WHAT THIS TASK INVOLVES: Convert every line of the listing into a JSON array of strings, with one string per line and blank lines omitted.

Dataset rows
═══

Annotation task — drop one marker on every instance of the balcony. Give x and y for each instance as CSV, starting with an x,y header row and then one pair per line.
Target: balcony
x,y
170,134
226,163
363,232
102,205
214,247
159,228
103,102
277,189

═══

OUTPUT FOR THIS EXERCISE:
[
  "Annotation task — drop one marker on every instance of the balcony. Give x and y for each instance as CSV, starting with an x,y header row and then one pair per line.",
  "Target: balcony",
  "x,y",
  "170,134",
  "226,163",
  "363,232",
  "102,205",
  "214,247",
  "159,228",
  "103,102",
  "277,189"
]